• INSTRUCTION A
How many lines of the records contain the string "pink"? Case counts, and the reply should be the number alone.

• SOURCE EXTRACT
● ● ●

Thanks for your such great project again.

struanb commented 7 months ago

That's great news! I'm very glad we've been able to sort this.

It seems the documentation is in definite need of update to clarify the need for these extra arguments in heterogeneous setups like yours. I'm going to leave this issue open for now until that update is done.

struanb commented 7 months ago

I've updated the language in the README, which I hope you agree is clearer about the whitelisting options, and will now close this issue.

cytown commented 7 months ago

@struanb Found another issue:(

When I use more than one node, the load balance seems freeze or broken, only the node which point to will work.

It means: 10.0.0.2-10.0.0.6 is the ingress ip of each node, the proxy service running on 10.0.0.2 and 10.0.0.3, the firewall directed all http request to 10.0.0.3, when I make 10.0.0.2 and 10.0.0.3 running:

docker-ingress-routing-daemon --ingress-gateway-ips 10.0.0.x --install --services gly-proxy_proxy --tcp-ports 80,443 --preexisting

Then the ingress load balancer seems wrong, and when I visit the url, it will freeze all traffic to 10.0.0.2, and works fine for 10.0.0.3...

If I visit 10.0.0.4:80, the balancer will work just fine, but the client ip will be 10.0.0.4.

Any idea for this???

struanb commented 7 months ago

It looks like there's an x in your IP list.

Based on the ingress IPs you've listed, I think you should probably be running the following command, and please make sure you run it on every node:

docker-ingress-routing-daemon --ingress-gateway-ips 10.0.0.2,10.0.0.3,10.0.0.4,10.0.0.5,10.0.0.6 --install --services gly-proxy_proxy --tcp-ports 80,443 --preexisting

(You may need to run docker-ingress-routing-daemon --uninstall first).

cytown commented 7 months ago

It looks like there's an x in your IP list.

Based on the ingress IPs you've listed, I think you should probably be running the following command, and please make sure you run it on every node:

docker-ingress-routing-daemon --ingress-gateway-ips 10.0.0.2,10.0.0.3,10.0.0.4,10.0.0.5,10.0.0.6 --install --services gly-proxy_proxy --tcp-ports 80,443 --preexisting

(You may need to run docker-ingress-routing-daemon --uninstall first).

I have tried this command for 10.0.0.2-10.0.0.4, and still the same issue, and direct visit 10.0.0.4 will balance to 2 and 3 with visit ip as 10.0.0.4.

I doubt run command for 5-6 will help...

Anyway, I will try this later.

cytown commented 7 months ago

It looks like there's an x in your IP list.

Based on the ingress IPs you've listed, I think you should probably be running the following command, and please make sure you run it on every node:

docker-ingress-routing-daemon --ingress-gateway-ips 10.0.0.2,10.0.0.3,10.0.0.4,10.0.0.5,10.0.0.6 --install --services gly-proxy_proxy --tcp-ports 80,443 --preexisting

(You may need to run docker-ingress-routing-daemon --uninstall first).

It works like charm!!! Thank you.

● ● ●

• INFORMATION SHOWN
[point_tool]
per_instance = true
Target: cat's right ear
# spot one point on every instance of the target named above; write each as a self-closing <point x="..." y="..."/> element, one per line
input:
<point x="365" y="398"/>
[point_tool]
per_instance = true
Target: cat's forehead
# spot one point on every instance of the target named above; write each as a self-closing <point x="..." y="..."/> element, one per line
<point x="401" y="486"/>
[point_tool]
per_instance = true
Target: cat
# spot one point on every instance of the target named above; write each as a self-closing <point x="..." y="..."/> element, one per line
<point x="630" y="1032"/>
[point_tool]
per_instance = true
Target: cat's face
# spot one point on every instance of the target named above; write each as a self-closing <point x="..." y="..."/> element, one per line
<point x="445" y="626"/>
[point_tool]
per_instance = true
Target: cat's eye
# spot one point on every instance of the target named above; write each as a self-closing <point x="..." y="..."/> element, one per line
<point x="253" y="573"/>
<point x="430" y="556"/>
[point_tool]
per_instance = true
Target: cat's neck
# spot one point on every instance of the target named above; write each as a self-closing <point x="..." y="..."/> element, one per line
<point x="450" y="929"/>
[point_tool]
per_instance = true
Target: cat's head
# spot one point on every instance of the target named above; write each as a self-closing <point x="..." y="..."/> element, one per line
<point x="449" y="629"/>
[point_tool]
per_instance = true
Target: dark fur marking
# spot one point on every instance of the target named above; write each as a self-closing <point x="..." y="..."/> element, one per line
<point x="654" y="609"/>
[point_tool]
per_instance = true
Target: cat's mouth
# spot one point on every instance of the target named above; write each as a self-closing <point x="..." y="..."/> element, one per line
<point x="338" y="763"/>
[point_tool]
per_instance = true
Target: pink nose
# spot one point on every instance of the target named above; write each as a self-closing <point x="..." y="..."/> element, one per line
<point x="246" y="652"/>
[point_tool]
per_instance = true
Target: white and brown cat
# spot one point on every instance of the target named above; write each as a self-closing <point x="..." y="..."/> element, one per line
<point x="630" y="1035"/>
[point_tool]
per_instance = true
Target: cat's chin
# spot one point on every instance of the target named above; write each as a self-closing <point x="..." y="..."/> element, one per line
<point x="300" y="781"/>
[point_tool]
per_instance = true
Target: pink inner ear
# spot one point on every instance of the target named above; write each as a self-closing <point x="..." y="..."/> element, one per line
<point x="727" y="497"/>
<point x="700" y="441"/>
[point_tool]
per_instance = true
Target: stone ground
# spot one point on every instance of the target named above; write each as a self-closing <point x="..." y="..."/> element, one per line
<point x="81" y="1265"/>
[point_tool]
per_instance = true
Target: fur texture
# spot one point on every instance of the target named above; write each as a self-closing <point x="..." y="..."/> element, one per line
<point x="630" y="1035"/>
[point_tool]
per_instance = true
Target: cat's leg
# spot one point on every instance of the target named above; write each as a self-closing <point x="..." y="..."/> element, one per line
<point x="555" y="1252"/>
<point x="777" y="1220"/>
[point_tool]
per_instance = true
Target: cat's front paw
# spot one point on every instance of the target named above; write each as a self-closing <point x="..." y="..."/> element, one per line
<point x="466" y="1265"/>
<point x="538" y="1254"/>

● ● ●

• INSTRUCTION B
Which command-line options of docker-ingress-routing-daemon appear in the issue thread? List each one once.

• TASK SOLUTION A
2

• TASK SOLUTION B
--ingress-gateway-ips
--install
--services
--tcp-ports
--preexisting
--uninstall